Recognising patient's ultimate interests could help address trust issues over use of health data, expert says

Out-Law Analysis | 04 Sep 2015 | 10:37 am | 3 min. read

OPINION: In healthcare the 'fair and lawful' principle of the Data Protection Act should take precedence over the Act's other principles to make sure that patient data is only used in patients' interests. 

This should be the approach even where bodies have consent to use the data in other ways, and would help to address some of the trust issues people have with digital health initiatives.

The lifeblood of any digital initiative is data. Exponential expansion in the volume of patient data should lead to higher quality analysis and a database that is of ever-increasing value. It is therefore no surprise that the NHS views its data as a three tiered asset, essential to the treatment of patients, vital as a resource for research and increasingly important as a potential source of commercial licensing revenue.

However, the problems with the care.data initiative highlight how public trust in digital health projects can be undermined if privacy rights are not adequately provided for. Even addressing privacy in the context of existing data protection laws may not be enough for health bodies to get the public to buy into what they are doing.

People want a comprehensive health record to be instantly available when they require treatment, but they are also concerned about the same data being made available for scrutiny by a prospective employer, or by a financial institution calculating health and life insurance premiums.

Patients' interests are not fully recognised under existing data protection laws. The relationship between data subject and data controller needs rebalanced. That relationship currently provides a data controller with a large degree of autonomy over how personal data can be used where it holds valid processing consents.

However, because people sometimes fail to check or fully understand how their data might be used when giving consent, or grudgingly accept certain uses of their data whilst supporting the use of their data in other ways, the consent regime alone does not protect patients' interests.

To reset the data subject/controller relationship, the fair and lawful processing requirements of the Data Protection Act should have overriding priority over other aspects of data protection law which might otherwise enable use of patient data in ways that are not in those patients' interest.. Reinforcing those principles would provide a further check on the use of patient data by health bodies or third party organisations beyond the sphere of health care, where it is clearly in the interests of patients for their data to be used to influence how they are treated.

By giving recognition to patient interests in this way, law makers would also avoid having to grapple with the complex issue of data ownership. It remains unclear as to whether people own the personal data about them that organisations hold, even though they have certain rights relating to the data under data protection laws.

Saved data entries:

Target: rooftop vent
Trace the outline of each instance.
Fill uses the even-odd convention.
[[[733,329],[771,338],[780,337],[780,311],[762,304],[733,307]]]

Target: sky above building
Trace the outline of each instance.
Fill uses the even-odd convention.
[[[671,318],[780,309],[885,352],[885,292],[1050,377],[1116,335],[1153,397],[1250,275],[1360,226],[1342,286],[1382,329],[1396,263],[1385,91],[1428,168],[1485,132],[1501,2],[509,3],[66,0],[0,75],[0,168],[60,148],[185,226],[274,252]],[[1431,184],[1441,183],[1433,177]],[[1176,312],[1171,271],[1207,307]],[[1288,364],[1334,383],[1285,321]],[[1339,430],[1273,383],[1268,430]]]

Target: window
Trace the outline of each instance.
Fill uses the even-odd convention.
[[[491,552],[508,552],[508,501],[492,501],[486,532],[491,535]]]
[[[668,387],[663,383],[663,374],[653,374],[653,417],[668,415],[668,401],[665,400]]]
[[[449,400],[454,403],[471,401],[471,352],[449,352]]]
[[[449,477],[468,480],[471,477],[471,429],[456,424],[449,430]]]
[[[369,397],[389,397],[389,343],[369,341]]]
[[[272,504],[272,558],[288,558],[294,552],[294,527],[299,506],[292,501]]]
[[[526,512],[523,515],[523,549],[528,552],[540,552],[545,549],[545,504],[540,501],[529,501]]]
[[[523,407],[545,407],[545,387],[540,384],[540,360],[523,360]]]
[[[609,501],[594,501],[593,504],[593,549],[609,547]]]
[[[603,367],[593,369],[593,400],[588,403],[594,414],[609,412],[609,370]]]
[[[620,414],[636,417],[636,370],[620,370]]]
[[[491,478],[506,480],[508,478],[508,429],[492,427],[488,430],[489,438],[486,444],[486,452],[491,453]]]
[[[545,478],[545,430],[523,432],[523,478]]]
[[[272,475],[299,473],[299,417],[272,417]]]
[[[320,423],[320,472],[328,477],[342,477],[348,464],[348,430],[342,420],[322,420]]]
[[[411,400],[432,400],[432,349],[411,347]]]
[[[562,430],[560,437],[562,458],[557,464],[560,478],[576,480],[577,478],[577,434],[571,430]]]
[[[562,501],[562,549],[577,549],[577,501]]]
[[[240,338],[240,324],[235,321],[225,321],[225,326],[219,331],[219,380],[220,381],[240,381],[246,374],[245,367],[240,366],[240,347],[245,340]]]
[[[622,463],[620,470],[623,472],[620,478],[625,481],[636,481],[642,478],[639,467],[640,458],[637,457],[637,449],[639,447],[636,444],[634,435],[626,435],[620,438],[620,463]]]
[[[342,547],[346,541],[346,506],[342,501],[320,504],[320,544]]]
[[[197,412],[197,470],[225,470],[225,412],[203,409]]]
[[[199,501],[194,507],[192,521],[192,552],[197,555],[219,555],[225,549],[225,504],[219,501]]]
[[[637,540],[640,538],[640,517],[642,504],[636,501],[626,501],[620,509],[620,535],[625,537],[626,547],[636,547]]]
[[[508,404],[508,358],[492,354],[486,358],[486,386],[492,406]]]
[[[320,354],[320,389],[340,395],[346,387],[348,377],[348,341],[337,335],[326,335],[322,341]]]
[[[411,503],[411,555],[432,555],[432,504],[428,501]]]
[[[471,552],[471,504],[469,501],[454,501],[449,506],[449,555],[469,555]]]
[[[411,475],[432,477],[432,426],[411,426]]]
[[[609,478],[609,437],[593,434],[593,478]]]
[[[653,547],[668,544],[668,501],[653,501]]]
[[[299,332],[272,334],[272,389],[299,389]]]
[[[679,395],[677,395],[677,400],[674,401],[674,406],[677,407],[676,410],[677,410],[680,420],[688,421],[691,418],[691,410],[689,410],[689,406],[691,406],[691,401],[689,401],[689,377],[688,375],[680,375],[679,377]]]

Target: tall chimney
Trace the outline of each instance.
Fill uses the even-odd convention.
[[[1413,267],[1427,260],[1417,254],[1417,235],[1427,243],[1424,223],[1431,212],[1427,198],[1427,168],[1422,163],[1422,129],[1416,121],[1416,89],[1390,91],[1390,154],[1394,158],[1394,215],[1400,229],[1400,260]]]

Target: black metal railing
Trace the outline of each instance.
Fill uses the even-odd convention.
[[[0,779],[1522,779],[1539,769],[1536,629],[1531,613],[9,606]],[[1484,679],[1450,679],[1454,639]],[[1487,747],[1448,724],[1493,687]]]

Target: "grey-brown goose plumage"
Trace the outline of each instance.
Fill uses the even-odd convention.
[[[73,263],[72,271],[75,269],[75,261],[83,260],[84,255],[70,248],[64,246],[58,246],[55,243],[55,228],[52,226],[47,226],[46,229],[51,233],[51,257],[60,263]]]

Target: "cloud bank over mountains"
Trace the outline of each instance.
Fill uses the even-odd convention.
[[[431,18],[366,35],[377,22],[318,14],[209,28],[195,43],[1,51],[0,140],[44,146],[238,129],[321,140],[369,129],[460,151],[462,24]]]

● **Exercise requirements**
From the opinion piece on patient health data above, write out the passage starting with "OPINION: In healthcare" and going on through "commercial licensing revenue.", word for word.

● **Output for this exercise**
OPINION: In healthcare the 'fair and lawful' principle of the Data Protection Act should take precedence over the Act's other principles to make sure that patient data is only used in patients' interests. 

This should be the approach even where bodies have consent to use the data in other ways, and would help to address some of the trust issues people have with digital health initiatives.

The lifeblood of any digital initiative is data. Exponential expansion in the volume of patient data should lead to higher quality analysis and a database that is of ever-increasing value. It is therefore no surprise that the NHS views its data as a three tiered asset, essential to the treatment of patients, vital as a resource for research and increasingly important as a potential source of commercial licensing revenue.